Joe Biden is repeatedly leaning into his own experience as vice president to criticize President Donald Trump’s decision to kill Iran’s Qassem Soleimani. In the process, he’s engaging in a new conflict with Sen. Bernie Sanders, who is highlighting his own anti-war stance in contrast to Biden’s record.
The Democratic presidential field, to varying degrees, has attacked Trump’s decision to approve a drone strike last week against the Iranian official in Iraq, which candidates say could destabilize the Middle East and push the United States into war. But that message is becoming central to Biden’s leading campaign — and to Sanders’ criticisms of the former vice president — as he works to keep and add support with less than a month until the Iowa caucuses.
In a statement in New York on Tuesday, Biden told reporters that Trump had made the United States an “international outlier” and that the president had planted “the seeds of these dangers” when he backed out of the Iran nuclear deal and “decided it was more important to him to destroy any progress made by the Obama-Biden administration.”
“There’s a smart way to counter Iran and a self-defeating way. Trump’s approach, in my opinion, is demonstrably the latter,” Biden said during the press statement. “Soleimani is responsible for the deaths of hundreds of American troops and thousands of innocent lives throughout the region. He was the mastermind but he was not the whole regime or its capacity to strike back. So the question is was the reward of removing a bad actor worth the risk of what comes next?”
In a fundraising email to supporters soon after the press event, Biden's campaign said the US "could be on the brink of war, and Trump’s impulsive decision may well do more to strengthen Iran’s position in the region than any of Soleimani’s plots could have ever accomplished."
Biden has also been speaking at length about Iran during recent fundraising events, seeing the primary’s pivot to foreign policy as a place of strength.
“No president can take the nation to war without the consent of the American people. Whether or not this ends up in war remains to be seen,” Biden told the audience at a private fundraiser in Manhattan on Monday night. “It’s becoming frighteningly close to getting this engaged in a war in the region.”
Over the past month, Biden has highlighted his experience and has contrasted himself against Trump’s approach to international relations. Biden released an ad in early December which centered around a viral video of world leaders including Canadian Prime Minister Justin Trudeau, British Prime Minister Boris Johnson, and French President Emanuel Macron seemingly making fun of Trump during a NATO summit.

■ Data
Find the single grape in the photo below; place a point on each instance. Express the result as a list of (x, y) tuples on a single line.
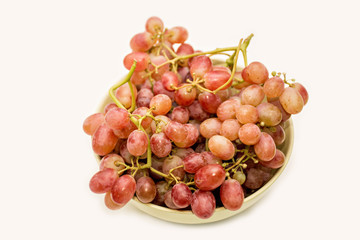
[(137, 143), (269, 114), (276, 162), (252, 95), (210, 127), (255, 72), (142, 42), (247, 114), (274, 87), (230, 129), (215, 79), (209, 177), (123, 189), (104, 140), (160, 144), (103, 180), (265, 149), (291, 100), (92, 123), (221, 147), (161, 104), (142, 61), (181, 195), (117, 118), (145, 189), (203, 204), (231, 194), (193, 162), (180, 114)]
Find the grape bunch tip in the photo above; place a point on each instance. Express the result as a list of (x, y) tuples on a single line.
[(187, 134)]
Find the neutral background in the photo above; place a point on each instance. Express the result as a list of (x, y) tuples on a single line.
[(58, 59)]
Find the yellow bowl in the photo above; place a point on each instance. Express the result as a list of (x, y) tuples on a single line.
[(186, 216)]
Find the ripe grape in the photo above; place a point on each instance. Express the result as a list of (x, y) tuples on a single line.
[(276, 162), (230, 129), (145, 189), (137, 143), (123, 189), (193, 162), (142, 61), (181, 195), (103, 180), (255, 72), (117, 118), (203, 204), (231, 194), (291, 100), (247, 114), (104, 140), (161, 104), (269, 114), (274, 87), (221, 147), (160, 144), (209, 177), (252, 95), (265, 149), (92, 123), (215, 79)]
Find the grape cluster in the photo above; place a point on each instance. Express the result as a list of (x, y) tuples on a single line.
[(186, 132)]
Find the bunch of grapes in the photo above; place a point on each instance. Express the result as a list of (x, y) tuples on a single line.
[(186, 131)]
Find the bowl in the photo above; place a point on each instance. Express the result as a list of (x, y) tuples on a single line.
[(186, 216)]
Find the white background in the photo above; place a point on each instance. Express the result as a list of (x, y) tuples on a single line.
[(58, 59)]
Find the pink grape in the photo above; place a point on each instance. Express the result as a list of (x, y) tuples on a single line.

■ Task statement
Can you set down, word for word, the part of the text on Biden's criticism of the Soleimani strike that opens with the words containing "Over the past" and closes with "a NATO summit."?

■ Response to this exercise
Over the past month, Biden has highlighted his experience and has contrasted himself against Trump’s approach to international relations. Biden released an ad in early December which centered around a viral video of world leaders including Canadian Prime Minister Justin Trudeau, British Prime Minister Boris Johnson, and French President Emanuel Macron seemingly making fun of Trump during a NATO summit.